Revise the listing below by changing "green tree" to "leafy tree" and leaving everything else as it is.

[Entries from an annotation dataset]
* START *
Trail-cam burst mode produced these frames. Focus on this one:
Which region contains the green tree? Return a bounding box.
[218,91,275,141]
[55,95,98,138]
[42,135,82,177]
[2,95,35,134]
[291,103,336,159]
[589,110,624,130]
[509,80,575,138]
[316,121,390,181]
* END *
__Written reply__:
Trail-cam burst mode produced these frames. Focus on this one:
Which region contains the leafy tree? Return a bounding box.
[218,91,275,141]
[55,95,98,138]
[42,135,82,177]
[2,95,35,134]
[291,103,336,159]
[589,110,624,130]
[509,80,575,138]
[316,121,390,181]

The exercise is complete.